→ Exercise description: Write out the whole listing again, exactly as given.

→ Provided records:
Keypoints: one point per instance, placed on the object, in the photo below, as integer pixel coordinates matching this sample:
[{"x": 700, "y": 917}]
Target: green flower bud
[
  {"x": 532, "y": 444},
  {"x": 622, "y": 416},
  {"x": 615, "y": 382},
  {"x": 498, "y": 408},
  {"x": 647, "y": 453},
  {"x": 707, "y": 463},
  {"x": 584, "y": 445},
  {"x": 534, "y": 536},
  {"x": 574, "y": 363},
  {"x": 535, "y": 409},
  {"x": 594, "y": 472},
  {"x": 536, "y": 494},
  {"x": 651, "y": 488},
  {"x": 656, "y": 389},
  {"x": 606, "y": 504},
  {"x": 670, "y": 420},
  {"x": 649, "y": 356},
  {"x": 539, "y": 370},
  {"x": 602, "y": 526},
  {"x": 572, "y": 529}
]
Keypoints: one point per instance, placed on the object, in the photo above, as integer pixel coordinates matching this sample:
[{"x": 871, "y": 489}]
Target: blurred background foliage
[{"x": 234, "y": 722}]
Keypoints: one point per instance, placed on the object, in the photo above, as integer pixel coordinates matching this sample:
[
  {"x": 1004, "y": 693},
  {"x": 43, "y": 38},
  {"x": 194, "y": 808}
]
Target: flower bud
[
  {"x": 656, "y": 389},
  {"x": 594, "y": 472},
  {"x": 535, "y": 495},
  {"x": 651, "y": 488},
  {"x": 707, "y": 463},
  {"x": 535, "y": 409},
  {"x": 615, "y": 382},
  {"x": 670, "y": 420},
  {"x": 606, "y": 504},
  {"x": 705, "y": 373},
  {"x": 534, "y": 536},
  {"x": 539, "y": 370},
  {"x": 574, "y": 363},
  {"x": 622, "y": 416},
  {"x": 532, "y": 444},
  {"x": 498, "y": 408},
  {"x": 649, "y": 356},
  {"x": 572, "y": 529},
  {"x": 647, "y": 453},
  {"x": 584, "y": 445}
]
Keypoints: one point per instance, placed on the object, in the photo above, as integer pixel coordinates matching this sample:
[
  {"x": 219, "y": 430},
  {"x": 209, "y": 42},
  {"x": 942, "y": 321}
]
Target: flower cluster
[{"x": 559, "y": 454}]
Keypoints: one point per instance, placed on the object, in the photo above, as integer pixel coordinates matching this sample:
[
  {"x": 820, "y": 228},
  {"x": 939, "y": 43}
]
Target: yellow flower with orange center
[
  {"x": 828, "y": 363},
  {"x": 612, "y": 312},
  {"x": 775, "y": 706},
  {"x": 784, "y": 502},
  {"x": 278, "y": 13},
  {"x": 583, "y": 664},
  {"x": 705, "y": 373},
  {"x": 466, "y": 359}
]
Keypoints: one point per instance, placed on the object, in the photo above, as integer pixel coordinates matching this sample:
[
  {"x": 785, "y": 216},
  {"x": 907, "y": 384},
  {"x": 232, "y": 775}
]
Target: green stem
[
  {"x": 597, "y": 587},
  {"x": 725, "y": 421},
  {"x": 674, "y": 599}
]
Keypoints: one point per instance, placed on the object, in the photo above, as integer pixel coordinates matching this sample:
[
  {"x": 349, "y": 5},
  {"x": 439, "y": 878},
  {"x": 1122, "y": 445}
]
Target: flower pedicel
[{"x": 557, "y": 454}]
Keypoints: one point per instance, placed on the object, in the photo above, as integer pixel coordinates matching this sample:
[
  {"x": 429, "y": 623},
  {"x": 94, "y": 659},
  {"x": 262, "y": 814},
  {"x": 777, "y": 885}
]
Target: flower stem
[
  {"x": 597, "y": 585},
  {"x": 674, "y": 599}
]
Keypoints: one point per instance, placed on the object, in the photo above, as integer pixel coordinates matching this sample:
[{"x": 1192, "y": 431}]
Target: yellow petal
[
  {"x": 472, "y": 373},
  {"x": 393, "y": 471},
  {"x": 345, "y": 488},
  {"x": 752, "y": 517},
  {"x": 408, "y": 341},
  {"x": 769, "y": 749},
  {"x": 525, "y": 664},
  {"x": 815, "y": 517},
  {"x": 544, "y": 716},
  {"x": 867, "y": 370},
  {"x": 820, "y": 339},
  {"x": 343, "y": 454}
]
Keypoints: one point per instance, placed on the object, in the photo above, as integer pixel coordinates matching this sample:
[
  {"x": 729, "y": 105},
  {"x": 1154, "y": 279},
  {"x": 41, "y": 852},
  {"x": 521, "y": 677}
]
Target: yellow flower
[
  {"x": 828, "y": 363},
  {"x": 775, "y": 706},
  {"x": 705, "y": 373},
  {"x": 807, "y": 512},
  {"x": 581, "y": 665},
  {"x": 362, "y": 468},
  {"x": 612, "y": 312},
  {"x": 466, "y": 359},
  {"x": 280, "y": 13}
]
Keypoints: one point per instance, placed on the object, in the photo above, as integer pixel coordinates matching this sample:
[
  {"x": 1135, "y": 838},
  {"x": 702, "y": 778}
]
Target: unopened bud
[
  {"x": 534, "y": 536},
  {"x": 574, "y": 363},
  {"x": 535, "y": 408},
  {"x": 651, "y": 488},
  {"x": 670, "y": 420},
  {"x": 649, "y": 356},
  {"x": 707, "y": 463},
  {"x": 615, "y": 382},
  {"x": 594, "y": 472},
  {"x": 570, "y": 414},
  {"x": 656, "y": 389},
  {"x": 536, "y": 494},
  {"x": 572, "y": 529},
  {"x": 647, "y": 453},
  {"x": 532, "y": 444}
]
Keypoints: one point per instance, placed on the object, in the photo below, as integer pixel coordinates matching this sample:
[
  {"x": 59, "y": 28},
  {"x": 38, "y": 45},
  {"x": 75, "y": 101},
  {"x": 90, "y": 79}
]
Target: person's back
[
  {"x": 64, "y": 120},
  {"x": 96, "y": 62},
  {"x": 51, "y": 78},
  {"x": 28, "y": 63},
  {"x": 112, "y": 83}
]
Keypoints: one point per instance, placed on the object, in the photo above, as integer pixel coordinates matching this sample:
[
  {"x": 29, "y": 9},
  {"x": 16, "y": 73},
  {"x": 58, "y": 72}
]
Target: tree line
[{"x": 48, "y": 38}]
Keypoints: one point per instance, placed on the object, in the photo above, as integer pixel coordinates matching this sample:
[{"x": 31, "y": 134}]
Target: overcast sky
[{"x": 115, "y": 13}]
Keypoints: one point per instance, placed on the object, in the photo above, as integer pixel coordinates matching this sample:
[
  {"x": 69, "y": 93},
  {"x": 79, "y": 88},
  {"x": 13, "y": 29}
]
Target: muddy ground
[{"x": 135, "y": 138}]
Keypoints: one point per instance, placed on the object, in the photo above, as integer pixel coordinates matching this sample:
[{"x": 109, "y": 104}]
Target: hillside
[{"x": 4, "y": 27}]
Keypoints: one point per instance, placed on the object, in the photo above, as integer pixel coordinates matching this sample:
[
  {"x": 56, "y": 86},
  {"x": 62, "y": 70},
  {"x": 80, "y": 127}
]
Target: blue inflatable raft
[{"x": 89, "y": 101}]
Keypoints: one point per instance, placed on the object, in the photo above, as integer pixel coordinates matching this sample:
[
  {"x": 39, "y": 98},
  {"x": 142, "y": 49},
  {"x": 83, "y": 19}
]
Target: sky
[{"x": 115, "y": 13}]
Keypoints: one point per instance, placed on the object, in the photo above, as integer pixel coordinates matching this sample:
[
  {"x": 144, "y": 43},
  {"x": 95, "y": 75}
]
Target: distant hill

→ Finished answer:
Keypoints: one point per instance, placed on the object, in the photo below, as integer pixel coordinates matching this sample:
[{"x": 700, "y": 917}]
Target: green flower bud
[
  {"x": 532, "y": 444},
  {"x": 622, "y": 416},
  {"x": 615, "y": 382},
  {"x": 498, "y": 408},
  {"x": 647, "y": 453},
  {"x": 707, "y": 463},
  {"x": 584, "y": 445},
  {"x": 534, "y": 536},
  {"x": 574, "y": 363},
  {"x": 535, "y": 409},
  {"x": 594, "y": 472},
  {"x": 536, "y": 494},
  {"x": 651, "y": 488},
  {"x": 656, "y": 389},
  {"x": 606, "y": 504},
  {"x": 670, "y": 420},
  {"x": 649, "y": 356},
  {"x": 539, "y": 370},
  {"x": 602, "y": 526},
  {"x": 572, "y": 529}
]
Keypoints: one point per instance, placed on the object, in the photo above, as integer pixel coordinates matching this sample:
[{"x": 871, "y": 489}]
Target: blurred background foliage
[{"x": 234, "y": 722}]
Keypoints: one point per instance, placed on the object, in the photo above, as integer pixel coordinates matching this sample:
[
  {"x": 1004, "y": 693},
  {"x": 43, "y": 38},
  {"x": 194, "y": 808}
]
Target: flower bud
[
  {"x": 656, "y": 389},
  {"x": 594, "y": 472},
  {"x": 535, "y": 495},
  {"x": 651, "y": 488},
  {"x": 707, "y": 463},
  {"x": 535, "y": 409},
  {"x": 615, "y": 382},
  {"x": 670, "y": 420},
  {"x": 606, "y": 504},
  {"x": 705, "y": 373},
  {"x": 534, "y": 536},
  {"x": 539, "y": 370},
  {"x": 574, "y": 363},
  {"x": 622, "y": 416},
  {"x": 532, "y": 444},
  {"x": 498, "y": 408},
  {"x": 649, "y": 356},
  {"x": 572, "y": 529},
  {"x": 647, "y": 453},
  {"x": 584, "y": 445}
]
Keypoints: one point per instance, placed on the object, in the photo above, as integer pixel coordinates matching this sample:
[
  {"x": 219, "y": 430},
  {"x": 209, "y": 42},
  {"x": 942, "y": 321}
]
Target: flower cluster
[{"x": 559, "y": 454}]
Keypoints: one point per instance, placed on the object, in the photo above, as integer pixel coordinates matching this sample:
[
  {"x": 820, "y": 228},
  {"x": 939, "y": 43}
]
Target: yellow flower with orange center
[
  {"x": 828, "y": 363},
  {"x": 612, "y": 312},
  {"x": 775, "y": 706},
  {"x": 784, "y": 502},
  {"x": 278, "y": 13},
  {"x": 583, "y": 664},
  {"x": 705, "y": 373},
  {"x": 466, "y": 359}
]
Keypoints: one point per instance, placed on the object, in the photo above, as integer pixel coordinates matching this sample:
[
  {"x": 785, "y": 216},
  {"x": 907, "y": 384},
  {"x": 232, "y": 775}
]
Target: green stem
[
  {"x": 597, "y": 587},
  {"x": 725, "y": 421},
  {"x": 674, "y": 599}
]
Keypoints: one point per instance, placed on the object, in the photo above, as integer pixel coordinates matching this sample:
[
  {"x": 349, "y": 5},
  {"x": 439, "y": 878},
  {"x": 1122, "y": 445}
]
Target: flower pedicel
[{"x": 557, "y": 454}]
Keypoints: one point per instance, placed on the object, in the photo above, as integer pixel coordinates matching this sample:
[
  {"x": 429, "y": 623},
  {"x": 94, "y": 659},
  {"x": 262, "y": 814},
  {"x": 777, "y": 885}
]
Target: flower stem
[
  {"x": 597, "y": 585},
  {"x": 674, "y": 599}
]
Keypoints: one point per instance, placed on the object, in the photo above, as integer pixel coordinates matching this sample:
[{"x": 1192, "y": 431}]
Target: yellow petal
[
  {"x": 472, "y": 373},
  {"x": 393, "y": 471},
  {"x": 345, "y": 488},
  {"x": 752, "y": 517},
  {"x": 408, "y": 341},
  {"x": 769, "y": 749},
  {"x": 525, "y": 664},
  {"x": 815, "y": 517},
  {"x": 544, "y": 716},
  {"x": 867, "y": 370},
  {"x": 820, "y": 339},
  {"x": 343, "y": 454}
]
Keypoints: one point per instance, placed on the object, in the photo above, as integer pixel coordinates matching this sample:
[
  {"x": 729, "y": 105},
  {"x": 1154, "y": 279},
  {"x": 41, "y": 852},
  {"x": 521, "y": 677}
]
Target: yellow flower
[
  {"x": 828, "y": 363},
  {"x": 775, "y": 706},
  {"x": 705, "y": 373},
  {"x": 807, "y": 512},
  {"x": 581, "y": 665},
  {"x": 362, "y": 468},
  {"x": 612, "y": 312},
  {"x": 466, "y": 359},
  {"x": 280, "y": 13}
]
Keypoints: one point per instance, placed on the object, in the photo above, as integer pixel coordinates matching this sample:
[
  {"x": 1135, "y": 838},
  {"x": 702, "y": 778}
]
Target: unopened bud
[
  {"x": 534, "y": 536},
  {"x": 574, "y": 363},
  {"x": 535, "y": 408},
  {"x": 651, "y": 488},
  {"x": 670, "y": 420},
  {"x": 649, "y": 356},
  {"x": 707, "y": 463},
  {"x": 615, "y": 382},
  {"x": 594, "y": 472},
  {"x": 570, "y": 414},
  {"x": 656, "y": 389},
  {"x": 536, "y": 494},
  {"x": 572, "y": 529},
  {"x": 647, "y": 453},
  {"x": 532, "y": 444}
]
Keypoints: one point per instance, placed on the object, in the photo below, as integer pixel coordinates matching this sample:
[
  {"x": 59, "y": 28},
  {"x": 38, "y": 45},
  {"x": 75, "y": 101},
  {"x": 90, "y": 79}
]
Target: person's back
[
  {"x": 64, "y": 120},
  {"x": 96, "y": 62},
  {"x": 51, "y": 78},
  {"x": 28, "y": 63},
  {"x": 112, "y": 83}
]
Keypoints: one point per instance, placed on the object, in the photo above, as integer pixel coordinates matching this sample:
[
  {"x": 29, "y": 9},
  {"x": 16, "y": 73},
  {"x": 58, "y": 72}
]
Target: tree line
[{"x": 48, "y": 38}]
Keypoints: one point per instance, placed on the object, in the photo above, as integer pixel coordinates matching this sample:
[{"x": 31, "y": 134}]
Target: overcast sky
[{"x": 115, "y": 13}]
Keypoints: one point per instance, placed on the object, in the photo above, as integer pixel coordinates matching this sample:
[
  {"x": 69, "y": 93},
  {"x": 79, "y": 88},
  {"x": 13, "y": 29}
]
Target: muddy ground
[{"x": 135, "y": 138}]
Keypoints: one point per instance, placed on the object, in the photo above, as integer pixel coordinates matching this sample:
[{"x": 109, "y": 104}]
Target: hillside
[{"x": 4, "y": 27}]
Keypoints: one point per instance, placed on the object, in the photo above, as integer pixel coordinates matching this sample:
[
  {"x": 56, "y": 86},
  {"x": 62, "y": 70},
  {"x": 80, "y": 127}
]
Target: blue inflatable raft
[{"x": 89, "y": 101}]
Keypoints: one point per instance, placed on the object, in the photo above, as integer pixel coordinates matching this sample:
[
  {"x": 39, "y": 98},
  {"x": 142, "y": 49},
  {"x": 83, "y": 19}
]
Target: sky
[{"x": 115, "y": 13}]
Keypoints: one point per instance, placed on the object, in the photo above, as integer pixel coordinates matching this sample:
[
  {"x": 144, "y": 43},
  {"x": 95, "y": 75}
]
Target: distant hill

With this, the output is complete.